_Task brief_
Copy the records below, putting "Output" wherever "Result" appears and leaving everything else unchanged.

## START

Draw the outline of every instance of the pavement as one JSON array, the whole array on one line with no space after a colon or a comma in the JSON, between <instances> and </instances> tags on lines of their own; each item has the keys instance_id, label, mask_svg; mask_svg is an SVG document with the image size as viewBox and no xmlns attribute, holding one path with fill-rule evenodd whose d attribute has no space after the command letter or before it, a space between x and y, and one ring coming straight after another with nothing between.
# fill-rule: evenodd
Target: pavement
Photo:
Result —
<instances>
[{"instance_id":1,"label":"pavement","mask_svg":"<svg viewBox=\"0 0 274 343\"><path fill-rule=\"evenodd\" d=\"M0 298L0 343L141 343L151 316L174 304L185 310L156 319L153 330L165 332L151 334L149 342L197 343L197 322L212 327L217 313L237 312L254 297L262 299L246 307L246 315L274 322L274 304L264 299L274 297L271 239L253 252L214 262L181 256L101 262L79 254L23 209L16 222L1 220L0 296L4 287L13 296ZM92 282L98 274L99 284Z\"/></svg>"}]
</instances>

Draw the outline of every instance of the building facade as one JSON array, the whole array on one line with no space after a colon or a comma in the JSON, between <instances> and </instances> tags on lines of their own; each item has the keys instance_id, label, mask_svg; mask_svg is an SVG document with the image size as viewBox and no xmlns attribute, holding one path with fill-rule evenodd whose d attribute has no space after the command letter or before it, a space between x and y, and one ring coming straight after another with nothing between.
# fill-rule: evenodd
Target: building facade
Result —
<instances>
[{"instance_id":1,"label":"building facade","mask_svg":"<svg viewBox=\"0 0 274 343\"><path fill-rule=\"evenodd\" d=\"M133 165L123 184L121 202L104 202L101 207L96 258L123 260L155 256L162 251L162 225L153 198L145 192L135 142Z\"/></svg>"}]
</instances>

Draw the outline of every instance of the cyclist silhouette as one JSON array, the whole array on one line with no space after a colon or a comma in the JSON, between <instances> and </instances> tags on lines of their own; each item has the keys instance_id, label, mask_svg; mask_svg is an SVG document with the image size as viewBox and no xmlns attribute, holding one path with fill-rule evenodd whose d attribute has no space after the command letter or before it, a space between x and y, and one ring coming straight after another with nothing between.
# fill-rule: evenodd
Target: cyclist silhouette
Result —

## END

_Solution to the problem_
Draw the outline of every instance of the pavement as one JSON array, the whole array on one line with no space after a colon or a comma in the JSON, between <instances> and </instances> tags on lines of their own; each item has the keys instance_id, label, mask_svg; mask_svg is an SVG document with the image size as viewBox and no xmlns attribute, holding one path with fill-rule evenodd whose d attribute has no space after the command letter or before it, a space between x and y, and one ring coming straight after another with nothing between.
# fill-rule: evenodd
Target: pavement
Photo:
Output —
<instances>
[{"instance_id":1,"label":"pavement","mask_svg":"<svg viewBox=\"0 0 274 343\"><path fill-rule=\"evenodd\" d=\"M0 298L0 343L141 343L151 316L174 304L185 310L156 319L153 330L165 332L151 334L149 342L197 343L197 322L212 327L217 313L237 312L254 297L262 299L246 307L246 315L274 322L274 304L264 299L274 297L271 239L253 252L214 262L181 256L101 262L79 254L23 209L16 222L1 220L0 296L4 287L13 296ZM92 282L98 274L99 284Z\"/></svg>"}]
</instances>

Draw the outline of every instance of the building facade as one JSON array, the whole array on one line with no space after a colon or a comma in the JSON, between <instances> and </instances> tags on lines of their own; each item has the keys instance_id, label, mask_svg; mask_svg is an SVG document with the image size as viewBox and no xmlns attribute, holding one path with fill-rule evenodd whose d attribute has no space after the command letter or before it, a space between x and y, and one ring coming straight after another with nothing between.
# fill-rule: evenodd
Target: building facade
Output —
<instances>
[{"instance_id":1,"label":"building facade","mask_svg":"<svg viewBox=\"0 0 274 343\"><path fill-rule=\"evenodd\" d=\"M133 165L123 184L121 202L104 202L101 207L96 258L123 260L155 256L162 251L162 225L153 198L145 192L135 142Z\"/></svg>"}]
</instances>

Draw the outline of every instance of the cyclist silhouette as one JSON array, the whole array on one line with no space after a colon or a comma in the JSON, between <instances> and </instances> tags on lines of their own; each item has the keys instance_id, label, mask_svg; mask_svg is an SVG document with the image size as viewBox and no xmlns attribute, holding one path with fill-rule evenodd whose d attribute has no space after the command letter or before it, a space between x and y, and one ring coming straight after another with nothing between.
# fill-rule: evenodd
Target: cyclist silhouette
Output —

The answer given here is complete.